*Given records:*
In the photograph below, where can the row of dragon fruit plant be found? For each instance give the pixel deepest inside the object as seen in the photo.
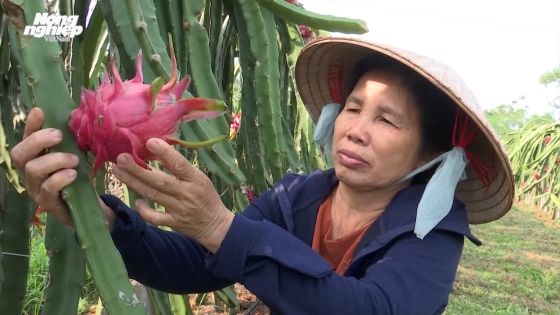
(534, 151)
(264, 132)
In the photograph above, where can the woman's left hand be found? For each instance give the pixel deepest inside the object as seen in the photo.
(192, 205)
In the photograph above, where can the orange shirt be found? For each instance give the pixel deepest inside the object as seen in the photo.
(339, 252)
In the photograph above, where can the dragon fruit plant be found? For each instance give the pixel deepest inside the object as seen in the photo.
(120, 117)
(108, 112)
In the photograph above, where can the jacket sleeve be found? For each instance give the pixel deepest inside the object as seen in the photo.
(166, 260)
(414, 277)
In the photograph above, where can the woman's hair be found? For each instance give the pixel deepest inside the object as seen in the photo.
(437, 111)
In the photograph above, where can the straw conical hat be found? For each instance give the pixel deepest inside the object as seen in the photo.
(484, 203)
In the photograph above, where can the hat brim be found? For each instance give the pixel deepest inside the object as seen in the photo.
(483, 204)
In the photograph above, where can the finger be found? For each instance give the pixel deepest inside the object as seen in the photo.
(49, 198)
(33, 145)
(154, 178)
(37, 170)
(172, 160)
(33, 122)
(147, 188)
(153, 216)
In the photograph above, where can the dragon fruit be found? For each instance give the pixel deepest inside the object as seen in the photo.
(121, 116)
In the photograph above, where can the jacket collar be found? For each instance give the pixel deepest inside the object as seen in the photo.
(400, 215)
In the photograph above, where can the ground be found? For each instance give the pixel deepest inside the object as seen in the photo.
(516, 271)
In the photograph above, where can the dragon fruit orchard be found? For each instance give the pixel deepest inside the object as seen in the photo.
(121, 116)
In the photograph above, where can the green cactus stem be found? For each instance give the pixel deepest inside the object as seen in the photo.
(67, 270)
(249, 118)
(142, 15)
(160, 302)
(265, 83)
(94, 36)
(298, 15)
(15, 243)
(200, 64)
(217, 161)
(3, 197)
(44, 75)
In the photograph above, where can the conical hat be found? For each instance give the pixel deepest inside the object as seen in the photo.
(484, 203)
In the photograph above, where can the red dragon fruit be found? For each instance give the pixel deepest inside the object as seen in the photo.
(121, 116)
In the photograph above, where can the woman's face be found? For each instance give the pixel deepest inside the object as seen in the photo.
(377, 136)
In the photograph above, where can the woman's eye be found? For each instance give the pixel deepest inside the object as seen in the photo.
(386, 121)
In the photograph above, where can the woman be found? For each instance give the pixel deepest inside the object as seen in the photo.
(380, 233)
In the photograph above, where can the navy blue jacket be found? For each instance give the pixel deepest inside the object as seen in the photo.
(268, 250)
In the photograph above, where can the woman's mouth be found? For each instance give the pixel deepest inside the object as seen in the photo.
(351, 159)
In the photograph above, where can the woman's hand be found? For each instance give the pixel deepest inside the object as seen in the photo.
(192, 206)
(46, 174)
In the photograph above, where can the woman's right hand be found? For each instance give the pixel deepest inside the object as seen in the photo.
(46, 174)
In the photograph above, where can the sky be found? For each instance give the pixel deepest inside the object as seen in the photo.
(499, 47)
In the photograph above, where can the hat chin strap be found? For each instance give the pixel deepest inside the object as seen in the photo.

*Required work:* Reproduce the material above verbatim; omit every picture.

*Task result:*
In the photograph below, where can the row of dragon fruit plant be found? For each instance give the pixel deepest inside the object as seen in the photo.
(534, 151)
(264, 132)
In the photograph above, where can the woman's left hand be found? For each instance give the pixel deepest inside the object as seen in the photo.
(192, 205)
In the photograph above, where can the orange shirt be found? For each instance give the pixel deepest inside the object as seen in the photo.
(339, 252)
In the photograph above, where can the dragon fruit plant be found? For each instance give the pixel deepest inside the object as seen in the photo.
(120, 117)
(108, 112)
In the photograph above, where can the jacket sleeve be found? For each instance give the pixel deepest inside the object as seen in the photo.
(166, 260)
(414, 277)
In the photograph above, where can the woman's hair be found? For each instance give the pixel deepest inside the object as seen in the photo.
(437, 111)
In the photograph above, where can the straw conical hat be found? For each instance give the pixel deepest inside the object as seen in the photo.
(484, 203)
In the photograph above, where can the hat brim be found? For each instance give the pixel deepest inside the object as seen in the photo.
(483, 204)
In the photograph above, where can the finger be found? For each instance give the pixel deepest inside the object as seen in the photo.
(49, 198)
(33, 145)
(154, 178)
(37, 170)
(172, 160)
(33, 122)
(147, 188)
(153, 216)
In the photograph above, where can the dragon fruit be found? For each instance give the pixel deepest inside the object as seen in the photo.
(121, 116)
In the photograph above, where can the jacket collar be found? For each instance give the pixel deepest inside the object as seen in the photo.
(400, 215)
In the photograph above, where can the ground be found? For each instance give the pixel deepest inside the object as seen in the photo.
(516, 271)
In the photograph above, where can the dragon fruit orchard be found? For each instance give the pixel deepest inside the object as seen in the photo.
(121, 116)
In the photograph above, where can the green cactus stem be found? For each instance give the pixel deepest inside the object as seen in the photo.
(67, 270)
(249, 118)
(142, 15)
(160, 302)
(265, 83)
(94, 36)
(298, 15)
(15, 243)
(200, 64)
(217, 161)
(3, 197)
(44, 75)
In the photograph above, where can the conical hat be found? For each instance give the pixel deepest inside the object as seen in the photo.
(484, 203)
In the photograph above, where can the red dragon fruit be found? For each instance give the pixel deepest inside the object as seen in the photo.
(121, 116)
In the photograph above, where can the woman's face be found? For each instance give the pixel deepest inside the object as seen in the photo.
(377, 136)
In the photograph above, where can the woman's eye be found? For each instance give the pixel deepest inside the object as seen in the photo.
(386, 121)
In the photograph above, where can the woman be found? For each instance give the pixel deepest inside the object as seen in the photo.
(380, 233)
In the photograph above, where can the navy blue jacket be found? For each instance give the pixel deepest inside the object as seen in the photo.
(268, 250)
In the photograph above, where can the woman's mouth be found? For each instance give the pixel deepest inside the object as seen in the photo.
(351, 159)
In the photograph above, where can the woman's hand be found? For each instance give the pixel deepest inside the object as seen in the photo.
(192, 206)
(46, 174)
In the photograph above, where can the woman's right hand be found? For each instance give the pixel deepest inside the object as seen in the photo.
(46, 174)
In the photograph above, where can the sky be found? For each instance give the pixel deepest inside the object as seen in the photo.
(499, 47)
In the photograph above, where can the hat chin strap be found? For each instance give the pixel deepest inside the object as seen in the photo.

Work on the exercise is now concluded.